**Consigne**
Reprenez sous forme de liste numérotée les lignes qui commencent à celle contenant "trace the outline of every instance of the finger" et se terminent à celle contenant "537 241 L 544", ces deux lignes comprises. Omettez les lignes vides.

**Lignes d'entrée**
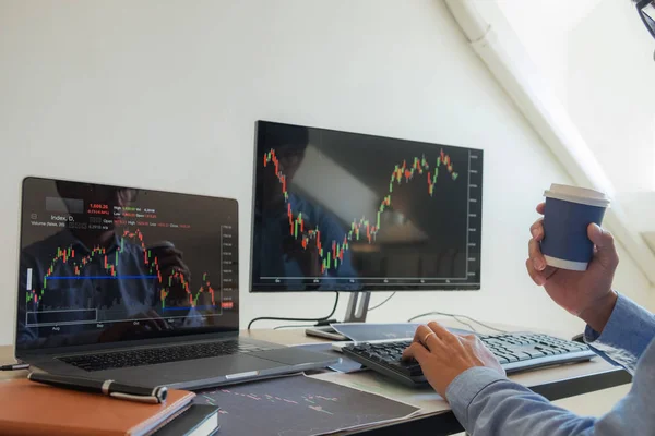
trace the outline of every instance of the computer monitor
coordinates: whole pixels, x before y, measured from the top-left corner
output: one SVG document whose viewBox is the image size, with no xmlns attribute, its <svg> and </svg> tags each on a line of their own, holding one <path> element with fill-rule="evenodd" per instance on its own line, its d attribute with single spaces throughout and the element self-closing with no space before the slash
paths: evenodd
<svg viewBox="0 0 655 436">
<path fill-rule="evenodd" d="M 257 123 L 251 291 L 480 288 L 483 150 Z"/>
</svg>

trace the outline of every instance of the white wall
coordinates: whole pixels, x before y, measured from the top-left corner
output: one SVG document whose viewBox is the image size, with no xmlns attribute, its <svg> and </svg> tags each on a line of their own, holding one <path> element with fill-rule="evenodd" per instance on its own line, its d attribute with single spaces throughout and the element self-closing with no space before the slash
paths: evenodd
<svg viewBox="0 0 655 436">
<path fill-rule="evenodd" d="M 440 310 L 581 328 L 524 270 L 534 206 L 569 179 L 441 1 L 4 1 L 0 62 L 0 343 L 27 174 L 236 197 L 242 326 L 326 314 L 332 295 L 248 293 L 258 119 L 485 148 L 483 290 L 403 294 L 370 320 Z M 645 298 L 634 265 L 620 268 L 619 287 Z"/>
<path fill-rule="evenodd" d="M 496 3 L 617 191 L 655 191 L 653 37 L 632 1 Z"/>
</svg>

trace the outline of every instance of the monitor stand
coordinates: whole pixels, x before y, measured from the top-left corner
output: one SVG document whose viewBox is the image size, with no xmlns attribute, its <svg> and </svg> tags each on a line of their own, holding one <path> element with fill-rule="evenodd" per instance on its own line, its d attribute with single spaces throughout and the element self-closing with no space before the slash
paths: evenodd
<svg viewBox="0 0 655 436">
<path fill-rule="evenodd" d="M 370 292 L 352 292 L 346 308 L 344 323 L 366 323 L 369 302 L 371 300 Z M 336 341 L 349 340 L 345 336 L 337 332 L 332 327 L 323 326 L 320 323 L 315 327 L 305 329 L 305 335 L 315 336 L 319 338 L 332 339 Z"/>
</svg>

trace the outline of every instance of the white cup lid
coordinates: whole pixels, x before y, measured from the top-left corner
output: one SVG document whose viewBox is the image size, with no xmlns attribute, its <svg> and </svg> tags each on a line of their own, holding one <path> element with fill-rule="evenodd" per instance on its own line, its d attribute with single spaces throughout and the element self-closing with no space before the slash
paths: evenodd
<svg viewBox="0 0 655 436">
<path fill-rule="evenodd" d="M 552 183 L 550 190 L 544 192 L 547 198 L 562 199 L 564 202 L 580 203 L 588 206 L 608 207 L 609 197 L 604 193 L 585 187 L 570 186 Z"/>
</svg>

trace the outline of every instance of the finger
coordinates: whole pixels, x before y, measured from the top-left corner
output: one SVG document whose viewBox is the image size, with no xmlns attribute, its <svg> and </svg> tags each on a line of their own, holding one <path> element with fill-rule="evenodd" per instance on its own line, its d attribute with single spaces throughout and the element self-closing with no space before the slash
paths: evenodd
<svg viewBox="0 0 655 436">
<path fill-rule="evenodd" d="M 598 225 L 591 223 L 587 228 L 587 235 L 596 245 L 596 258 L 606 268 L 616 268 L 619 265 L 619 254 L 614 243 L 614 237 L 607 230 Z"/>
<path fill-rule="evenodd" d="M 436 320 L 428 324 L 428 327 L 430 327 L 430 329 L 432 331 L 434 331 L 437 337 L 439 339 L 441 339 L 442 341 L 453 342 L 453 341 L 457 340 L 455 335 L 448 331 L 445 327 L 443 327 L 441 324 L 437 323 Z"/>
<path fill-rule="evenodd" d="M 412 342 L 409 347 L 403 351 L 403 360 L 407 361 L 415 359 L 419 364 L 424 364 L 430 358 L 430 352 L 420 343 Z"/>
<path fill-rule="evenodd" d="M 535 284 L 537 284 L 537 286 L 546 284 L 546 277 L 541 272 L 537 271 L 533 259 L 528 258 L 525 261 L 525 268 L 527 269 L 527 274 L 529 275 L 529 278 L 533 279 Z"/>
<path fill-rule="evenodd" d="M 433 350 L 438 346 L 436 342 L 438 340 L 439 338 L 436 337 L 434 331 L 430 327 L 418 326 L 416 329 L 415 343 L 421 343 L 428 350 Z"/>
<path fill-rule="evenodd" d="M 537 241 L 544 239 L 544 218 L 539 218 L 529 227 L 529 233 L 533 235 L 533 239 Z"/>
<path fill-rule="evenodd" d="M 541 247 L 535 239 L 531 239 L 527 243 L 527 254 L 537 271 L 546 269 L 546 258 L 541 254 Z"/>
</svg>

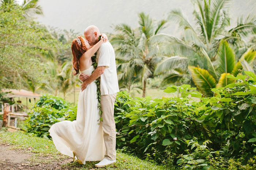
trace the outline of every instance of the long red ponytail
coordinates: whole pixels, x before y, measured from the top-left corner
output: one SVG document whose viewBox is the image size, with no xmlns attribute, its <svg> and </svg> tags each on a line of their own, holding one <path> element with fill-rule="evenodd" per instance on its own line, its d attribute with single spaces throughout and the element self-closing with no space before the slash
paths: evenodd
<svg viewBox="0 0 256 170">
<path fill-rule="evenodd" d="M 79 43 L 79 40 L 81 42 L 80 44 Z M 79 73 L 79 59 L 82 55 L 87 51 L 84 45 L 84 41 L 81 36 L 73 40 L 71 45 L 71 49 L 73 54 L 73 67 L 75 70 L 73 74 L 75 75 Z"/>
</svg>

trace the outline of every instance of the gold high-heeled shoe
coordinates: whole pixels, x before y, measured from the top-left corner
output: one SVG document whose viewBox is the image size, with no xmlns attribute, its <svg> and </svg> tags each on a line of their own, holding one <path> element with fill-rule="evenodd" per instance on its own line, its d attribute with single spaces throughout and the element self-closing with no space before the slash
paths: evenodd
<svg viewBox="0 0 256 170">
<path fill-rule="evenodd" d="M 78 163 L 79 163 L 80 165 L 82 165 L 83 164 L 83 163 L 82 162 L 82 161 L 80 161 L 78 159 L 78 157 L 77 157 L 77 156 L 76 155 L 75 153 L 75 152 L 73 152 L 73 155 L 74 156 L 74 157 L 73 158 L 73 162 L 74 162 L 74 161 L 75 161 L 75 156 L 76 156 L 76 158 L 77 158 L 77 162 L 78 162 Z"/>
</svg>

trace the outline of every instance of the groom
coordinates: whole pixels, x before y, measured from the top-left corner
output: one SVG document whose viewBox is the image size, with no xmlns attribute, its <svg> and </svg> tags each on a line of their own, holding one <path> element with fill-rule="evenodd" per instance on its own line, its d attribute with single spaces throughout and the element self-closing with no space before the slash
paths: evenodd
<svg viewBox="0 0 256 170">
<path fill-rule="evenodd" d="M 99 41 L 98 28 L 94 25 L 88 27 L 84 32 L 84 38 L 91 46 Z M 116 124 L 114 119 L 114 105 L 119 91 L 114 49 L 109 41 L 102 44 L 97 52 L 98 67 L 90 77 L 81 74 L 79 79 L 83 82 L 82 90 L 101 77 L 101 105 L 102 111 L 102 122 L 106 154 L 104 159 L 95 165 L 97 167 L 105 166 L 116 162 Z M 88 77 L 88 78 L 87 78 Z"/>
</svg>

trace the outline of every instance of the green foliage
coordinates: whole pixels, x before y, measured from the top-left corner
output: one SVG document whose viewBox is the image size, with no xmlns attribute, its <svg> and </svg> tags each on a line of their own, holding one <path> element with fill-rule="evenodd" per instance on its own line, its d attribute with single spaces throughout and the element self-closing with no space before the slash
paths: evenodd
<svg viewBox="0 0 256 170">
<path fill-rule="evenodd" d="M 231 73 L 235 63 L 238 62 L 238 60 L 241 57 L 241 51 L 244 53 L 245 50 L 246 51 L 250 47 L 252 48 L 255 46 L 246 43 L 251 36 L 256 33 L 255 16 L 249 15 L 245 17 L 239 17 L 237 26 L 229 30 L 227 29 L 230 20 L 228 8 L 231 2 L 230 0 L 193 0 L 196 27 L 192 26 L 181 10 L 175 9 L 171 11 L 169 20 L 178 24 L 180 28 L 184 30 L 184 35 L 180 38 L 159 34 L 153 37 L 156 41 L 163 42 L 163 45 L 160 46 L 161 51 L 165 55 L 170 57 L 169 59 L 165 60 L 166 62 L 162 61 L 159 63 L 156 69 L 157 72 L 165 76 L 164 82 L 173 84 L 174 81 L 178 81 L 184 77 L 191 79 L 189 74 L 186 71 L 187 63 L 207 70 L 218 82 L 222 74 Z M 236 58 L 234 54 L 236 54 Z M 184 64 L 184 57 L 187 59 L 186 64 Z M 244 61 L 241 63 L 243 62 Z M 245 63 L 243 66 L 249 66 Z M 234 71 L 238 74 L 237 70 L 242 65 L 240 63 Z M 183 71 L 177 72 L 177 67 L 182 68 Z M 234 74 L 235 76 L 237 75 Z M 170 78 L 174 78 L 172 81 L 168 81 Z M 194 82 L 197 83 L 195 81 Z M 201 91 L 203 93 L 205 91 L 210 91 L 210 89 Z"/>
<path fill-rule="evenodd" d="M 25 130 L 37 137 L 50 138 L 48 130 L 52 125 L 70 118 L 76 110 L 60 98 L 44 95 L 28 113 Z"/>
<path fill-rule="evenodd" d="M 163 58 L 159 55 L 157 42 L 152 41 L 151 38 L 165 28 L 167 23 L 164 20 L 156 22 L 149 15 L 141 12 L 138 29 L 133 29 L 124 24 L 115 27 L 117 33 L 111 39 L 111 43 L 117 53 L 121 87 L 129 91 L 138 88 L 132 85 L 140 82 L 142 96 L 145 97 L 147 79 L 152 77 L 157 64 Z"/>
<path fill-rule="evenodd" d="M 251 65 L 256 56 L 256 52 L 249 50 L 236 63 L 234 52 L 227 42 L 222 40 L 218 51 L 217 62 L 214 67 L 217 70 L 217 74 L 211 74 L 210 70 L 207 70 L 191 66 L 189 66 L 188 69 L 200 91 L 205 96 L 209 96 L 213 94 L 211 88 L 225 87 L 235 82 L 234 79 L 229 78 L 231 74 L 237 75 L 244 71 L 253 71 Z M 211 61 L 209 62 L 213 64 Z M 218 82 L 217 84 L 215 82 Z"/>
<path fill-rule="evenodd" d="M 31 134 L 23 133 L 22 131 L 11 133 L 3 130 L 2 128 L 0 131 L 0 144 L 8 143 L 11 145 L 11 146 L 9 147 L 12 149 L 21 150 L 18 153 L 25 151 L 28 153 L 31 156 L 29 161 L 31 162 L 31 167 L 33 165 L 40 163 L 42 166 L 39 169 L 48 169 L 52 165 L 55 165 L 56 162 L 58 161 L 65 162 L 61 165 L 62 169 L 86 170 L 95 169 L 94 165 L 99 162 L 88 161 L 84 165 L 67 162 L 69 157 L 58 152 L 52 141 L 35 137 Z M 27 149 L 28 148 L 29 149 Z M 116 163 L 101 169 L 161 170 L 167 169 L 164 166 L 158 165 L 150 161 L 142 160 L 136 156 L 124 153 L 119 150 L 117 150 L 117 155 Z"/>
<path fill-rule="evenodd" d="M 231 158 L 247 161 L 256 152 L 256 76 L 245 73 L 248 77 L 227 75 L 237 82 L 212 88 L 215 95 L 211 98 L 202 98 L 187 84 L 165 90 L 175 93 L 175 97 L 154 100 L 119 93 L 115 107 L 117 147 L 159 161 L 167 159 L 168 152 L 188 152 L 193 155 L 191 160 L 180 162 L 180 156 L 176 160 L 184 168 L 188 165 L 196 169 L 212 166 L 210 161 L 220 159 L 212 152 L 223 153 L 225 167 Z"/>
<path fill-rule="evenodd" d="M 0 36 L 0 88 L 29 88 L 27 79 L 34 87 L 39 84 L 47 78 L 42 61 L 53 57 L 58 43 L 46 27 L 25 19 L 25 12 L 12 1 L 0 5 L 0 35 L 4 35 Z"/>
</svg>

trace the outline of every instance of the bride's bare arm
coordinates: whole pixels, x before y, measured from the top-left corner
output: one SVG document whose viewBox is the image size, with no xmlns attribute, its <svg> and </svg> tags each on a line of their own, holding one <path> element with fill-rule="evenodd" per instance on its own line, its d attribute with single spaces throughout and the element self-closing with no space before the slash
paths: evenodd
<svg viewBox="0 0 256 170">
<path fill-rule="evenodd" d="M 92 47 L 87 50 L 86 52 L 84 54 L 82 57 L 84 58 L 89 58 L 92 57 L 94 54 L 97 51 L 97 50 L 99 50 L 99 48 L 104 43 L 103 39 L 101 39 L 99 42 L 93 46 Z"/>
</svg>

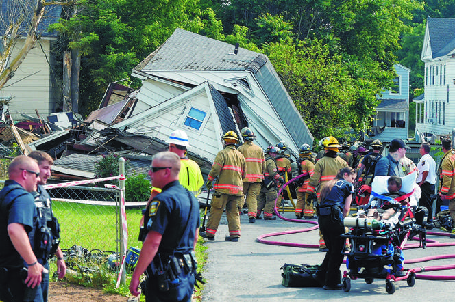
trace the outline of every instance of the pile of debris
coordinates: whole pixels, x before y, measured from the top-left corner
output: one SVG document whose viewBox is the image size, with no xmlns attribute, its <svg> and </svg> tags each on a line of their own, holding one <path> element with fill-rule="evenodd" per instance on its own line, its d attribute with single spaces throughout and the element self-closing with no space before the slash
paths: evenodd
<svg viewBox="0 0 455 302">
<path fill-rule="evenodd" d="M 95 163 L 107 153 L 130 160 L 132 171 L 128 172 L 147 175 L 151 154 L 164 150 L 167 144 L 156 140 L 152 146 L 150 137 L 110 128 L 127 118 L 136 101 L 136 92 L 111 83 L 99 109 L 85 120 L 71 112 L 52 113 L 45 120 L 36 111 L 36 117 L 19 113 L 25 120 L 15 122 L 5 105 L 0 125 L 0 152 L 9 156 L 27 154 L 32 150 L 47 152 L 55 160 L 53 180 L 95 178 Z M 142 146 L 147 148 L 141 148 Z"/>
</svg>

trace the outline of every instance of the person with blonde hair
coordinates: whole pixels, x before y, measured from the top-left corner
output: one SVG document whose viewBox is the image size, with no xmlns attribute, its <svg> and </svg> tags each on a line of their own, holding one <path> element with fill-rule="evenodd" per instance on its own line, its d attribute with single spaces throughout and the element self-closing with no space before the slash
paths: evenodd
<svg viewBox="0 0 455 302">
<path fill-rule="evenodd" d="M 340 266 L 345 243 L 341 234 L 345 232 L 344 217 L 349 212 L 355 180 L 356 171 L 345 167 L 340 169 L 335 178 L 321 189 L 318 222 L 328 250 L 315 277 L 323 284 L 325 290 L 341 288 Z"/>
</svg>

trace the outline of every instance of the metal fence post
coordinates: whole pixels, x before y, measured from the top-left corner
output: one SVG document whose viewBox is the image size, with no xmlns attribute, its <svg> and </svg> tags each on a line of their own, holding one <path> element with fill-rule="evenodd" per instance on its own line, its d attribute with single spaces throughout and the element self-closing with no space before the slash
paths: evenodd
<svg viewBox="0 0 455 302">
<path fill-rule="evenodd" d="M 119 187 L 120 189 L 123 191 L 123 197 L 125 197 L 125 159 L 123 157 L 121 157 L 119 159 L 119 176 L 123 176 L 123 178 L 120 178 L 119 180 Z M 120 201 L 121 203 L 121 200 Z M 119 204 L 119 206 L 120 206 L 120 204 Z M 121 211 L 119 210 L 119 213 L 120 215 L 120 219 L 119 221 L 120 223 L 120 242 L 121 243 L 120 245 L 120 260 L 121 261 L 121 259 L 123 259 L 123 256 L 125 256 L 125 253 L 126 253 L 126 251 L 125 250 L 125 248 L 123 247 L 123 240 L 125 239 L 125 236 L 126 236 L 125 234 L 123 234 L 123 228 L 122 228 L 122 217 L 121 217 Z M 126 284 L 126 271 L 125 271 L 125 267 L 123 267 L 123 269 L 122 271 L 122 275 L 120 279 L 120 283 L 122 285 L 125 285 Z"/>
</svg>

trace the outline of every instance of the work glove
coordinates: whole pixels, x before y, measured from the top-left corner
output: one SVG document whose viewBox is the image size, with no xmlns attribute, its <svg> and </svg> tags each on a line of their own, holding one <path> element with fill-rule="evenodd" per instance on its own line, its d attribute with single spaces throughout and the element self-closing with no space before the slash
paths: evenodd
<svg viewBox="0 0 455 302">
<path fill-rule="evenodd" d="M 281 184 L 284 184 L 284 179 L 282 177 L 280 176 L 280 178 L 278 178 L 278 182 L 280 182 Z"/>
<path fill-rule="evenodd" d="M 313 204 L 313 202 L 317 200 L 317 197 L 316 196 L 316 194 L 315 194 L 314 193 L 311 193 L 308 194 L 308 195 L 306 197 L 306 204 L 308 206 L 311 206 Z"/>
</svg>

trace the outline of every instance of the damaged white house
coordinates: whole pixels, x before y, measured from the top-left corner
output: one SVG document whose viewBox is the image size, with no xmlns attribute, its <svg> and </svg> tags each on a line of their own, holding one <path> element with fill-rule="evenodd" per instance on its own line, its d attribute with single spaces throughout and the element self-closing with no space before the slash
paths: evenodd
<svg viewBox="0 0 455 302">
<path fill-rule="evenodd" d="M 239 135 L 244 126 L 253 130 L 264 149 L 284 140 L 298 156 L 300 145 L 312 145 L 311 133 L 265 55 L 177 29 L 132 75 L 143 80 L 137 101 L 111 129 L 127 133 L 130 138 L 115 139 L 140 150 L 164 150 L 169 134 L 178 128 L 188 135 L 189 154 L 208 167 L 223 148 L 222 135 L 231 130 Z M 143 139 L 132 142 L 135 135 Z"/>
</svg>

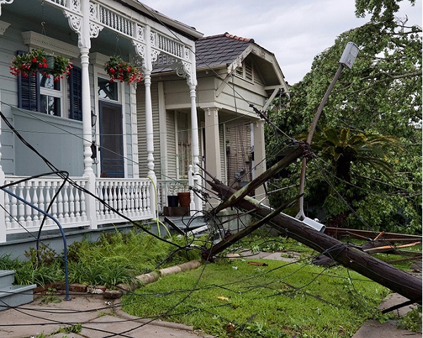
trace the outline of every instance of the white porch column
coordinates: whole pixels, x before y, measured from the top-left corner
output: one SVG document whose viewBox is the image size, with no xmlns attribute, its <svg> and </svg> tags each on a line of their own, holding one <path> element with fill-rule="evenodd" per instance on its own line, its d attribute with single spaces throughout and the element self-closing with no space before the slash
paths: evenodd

**Bonne réponse**
1. trace the outline of every instance of the finger
2. coordinates: whole pixels, x before y, measured from the top-left corner
3. output: one SVG document whose viewBox is the image size, with no xmlns attribute, its <svg> and </svg> tags each on a line of their own, holding one <path> element with fill-rule="evenodd" per instance on its own line, its d attribute with single spaces throughout and the element self-closing with no space before the slash
4. paths: evenodd
5. <svg viewBox="0 0 655 436">
6. <path fill-rule="evenodd" d="M 598 225 L 591 223 L 587 228 L 587 235 L 596 245 L 596 258 L 606 268 L 616 268 L 619 265 L 619 254 L 614 243 L 614 237 L 607 230 Z"/>
7. <path fill-rule="evenodd" d="M 436 320 L 428 324 L 428 327 L 430 327 L 430 329 L 432 331 L 434 331 L 437 337 L 439 339 L 441 339 L 442 341 L 453 342 L 453 341 L 457 340 L 455 335 L 448 331 L 445 327 L 443 327 L 441 324 L 437 323 Z"/>
8. <path fill-rule="evenodd" d="M 412 342 L 409 347 L 403 351 L 403 360 L 407 361 L 415 359 L 419 364 L 424 364 L 430 358 L 430 352 L 420 343 Z"/>
9. <path fill-rule="evenodd" d="M 535 284 L 537 284 L 537 286 L 546 284 L 546 277 L 541 272 L 537 271 L 533 259 L 528 258 L 525 261 L 525 268 L 527 269 L 527 274 L 529 275 L 529 278 L 533 279 Z"/>
10. <path fill-rule="evenodd" d="M 433 350 L 438 346 L 436 342 L 438 340 L 439 338 L 436 337 L 434 331 L 430 327 L 418 326 L 416 329 L 415 343 L 421 343 L 428 350 Z"/>
11. <path fill-rule="evenodd" d="M 537 241 L 544 239 L 544 218 L 539 218 L 529 227 L 529 233 L 533 235 L 533 239 Z"/>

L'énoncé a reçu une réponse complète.